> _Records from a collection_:
******
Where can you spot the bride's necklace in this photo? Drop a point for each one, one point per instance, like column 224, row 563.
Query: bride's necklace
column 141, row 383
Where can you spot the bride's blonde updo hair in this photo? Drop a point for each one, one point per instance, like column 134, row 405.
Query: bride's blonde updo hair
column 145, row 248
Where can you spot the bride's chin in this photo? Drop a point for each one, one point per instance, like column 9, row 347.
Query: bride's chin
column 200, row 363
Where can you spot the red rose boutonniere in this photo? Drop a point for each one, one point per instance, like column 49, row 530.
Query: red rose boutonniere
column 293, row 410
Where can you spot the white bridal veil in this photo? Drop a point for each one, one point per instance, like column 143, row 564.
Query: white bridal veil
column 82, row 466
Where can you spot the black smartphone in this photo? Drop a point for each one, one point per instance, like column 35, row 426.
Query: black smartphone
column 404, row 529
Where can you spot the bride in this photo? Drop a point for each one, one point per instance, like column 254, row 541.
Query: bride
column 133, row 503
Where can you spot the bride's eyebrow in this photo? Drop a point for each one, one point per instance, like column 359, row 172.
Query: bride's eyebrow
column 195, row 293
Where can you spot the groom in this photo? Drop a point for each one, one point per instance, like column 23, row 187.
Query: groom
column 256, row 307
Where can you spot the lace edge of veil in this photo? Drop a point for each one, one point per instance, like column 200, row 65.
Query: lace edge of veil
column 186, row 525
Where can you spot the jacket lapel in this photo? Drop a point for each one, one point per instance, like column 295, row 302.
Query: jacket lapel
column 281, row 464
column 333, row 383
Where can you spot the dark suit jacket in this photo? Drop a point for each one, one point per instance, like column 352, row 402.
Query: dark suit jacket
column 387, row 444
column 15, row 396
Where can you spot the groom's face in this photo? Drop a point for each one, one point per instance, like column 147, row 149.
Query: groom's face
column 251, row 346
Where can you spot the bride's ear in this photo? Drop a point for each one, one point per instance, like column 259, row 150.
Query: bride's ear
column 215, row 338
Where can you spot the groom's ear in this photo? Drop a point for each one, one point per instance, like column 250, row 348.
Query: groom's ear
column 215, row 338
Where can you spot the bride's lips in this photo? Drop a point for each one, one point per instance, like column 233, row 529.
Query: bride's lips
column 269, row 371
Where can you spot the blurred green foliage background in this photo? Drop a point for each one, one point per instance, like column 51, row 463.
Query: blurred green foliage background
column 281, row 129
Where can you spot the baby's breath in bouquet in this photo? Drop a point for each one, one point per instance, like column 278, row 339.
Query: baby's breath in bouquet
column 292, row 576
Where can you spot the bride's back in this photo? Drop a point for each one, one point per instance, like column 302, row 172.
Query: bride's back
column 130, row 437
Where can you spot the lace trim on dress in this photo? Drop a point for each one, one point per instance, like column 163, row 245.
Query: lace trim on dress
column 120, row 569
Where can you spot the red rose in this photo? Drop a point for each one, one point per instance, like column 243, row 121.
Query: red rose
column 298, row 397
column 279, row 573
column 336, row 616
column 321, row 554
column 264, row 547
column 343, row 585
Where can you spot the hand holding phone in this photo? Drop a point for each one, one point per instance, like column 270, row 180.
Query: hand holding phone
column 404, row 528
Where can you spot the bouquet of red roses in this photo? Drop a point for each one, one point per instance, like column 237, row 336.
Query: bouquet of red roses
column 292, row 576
******
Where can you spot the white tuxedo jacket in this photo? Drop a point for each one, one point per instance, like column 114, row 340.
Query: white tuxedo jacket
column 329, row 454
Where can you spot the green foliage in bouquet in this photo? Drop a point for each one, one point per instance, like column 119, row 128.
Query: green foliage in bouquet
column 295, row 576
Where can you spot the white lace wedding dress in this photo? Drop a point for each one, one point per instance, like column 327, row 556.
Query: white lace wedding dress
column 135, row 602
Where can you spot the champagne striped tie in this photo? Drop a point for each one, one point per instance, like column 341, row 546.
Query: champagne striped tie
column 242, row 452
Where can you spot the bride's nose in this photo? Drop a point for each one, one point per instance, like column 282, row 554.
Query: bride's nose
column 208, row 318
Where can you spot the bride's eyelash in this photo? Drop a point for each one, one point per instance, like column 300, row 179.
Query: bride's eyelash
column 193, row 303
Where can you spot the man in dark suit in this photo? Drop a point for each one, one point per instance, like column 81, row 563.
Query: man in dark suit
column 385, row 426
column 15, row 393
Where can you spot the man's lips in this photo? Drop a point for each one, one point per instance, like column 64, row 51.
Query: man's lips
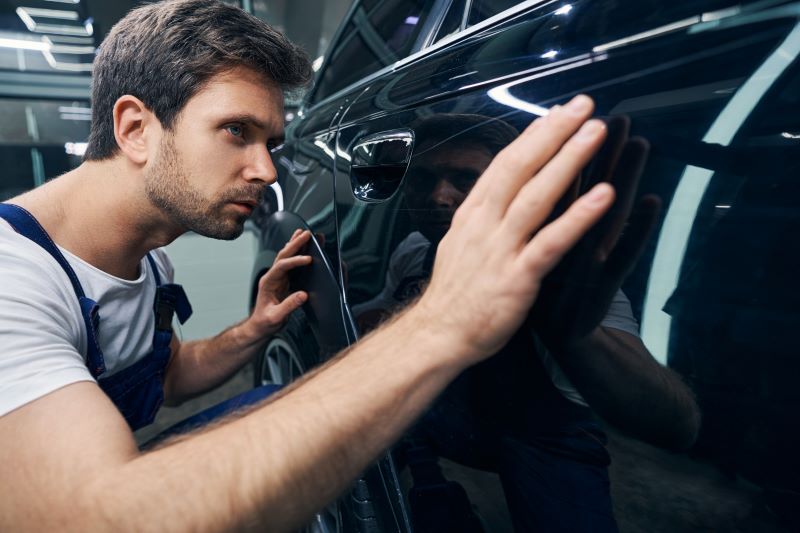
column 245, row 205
******
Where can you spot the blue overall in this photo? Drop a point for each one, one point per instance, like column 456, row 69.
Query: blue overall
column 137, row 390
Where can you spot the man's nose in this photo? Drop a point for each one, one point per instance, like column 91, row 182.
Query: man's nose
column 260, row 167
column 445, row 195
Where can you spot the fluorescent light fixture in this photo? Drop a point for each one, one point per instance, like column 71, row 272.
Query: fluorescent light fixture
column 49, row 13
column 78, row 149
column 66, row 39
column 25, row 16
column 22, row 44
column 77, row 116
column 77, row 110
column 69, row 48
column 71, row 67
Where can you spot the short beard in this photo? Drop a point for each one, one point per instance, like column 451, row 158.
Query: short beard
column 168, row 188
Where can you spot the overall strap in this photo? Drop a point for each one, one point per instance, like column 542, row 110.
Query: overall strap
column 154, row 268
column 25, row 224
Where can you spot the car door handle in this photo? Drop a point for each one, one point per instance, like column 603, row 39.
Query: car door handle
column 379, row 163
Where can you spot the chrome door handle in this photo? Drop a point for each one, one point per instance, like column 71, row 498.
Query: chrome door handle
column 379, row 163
******
> _What to produce_: Reproduce the lines of the data above exactly, starting at the line that contains "Where can you spot the blurred" and ending at the line that contains "column 120, row 569", with both of those lines included.

> _The output_:
Where can you spot the blurred green foliage background in this photo? Drop a point for each one, one point per instance, like column 51, row 463.
Query: blurred green foliage background
column 281, row 129
Where can you spot the baby's breath in bouquet in this photo? Drop a point for each one, one point per instance, like column 278, row 339.
Query: baby's breath in bouquet
column 292, row 576
Where can you spot the bride's back in this photo? Drop a point for each one, one point per instance, like column 302, row 172.
Query: bride's back
column 130, row 437
Where can you spot the lace trim on dress in this photo? Drop a point for each one, one point per instance, like column 163, row 245.
Query: lace trim on dress
column 120, row 569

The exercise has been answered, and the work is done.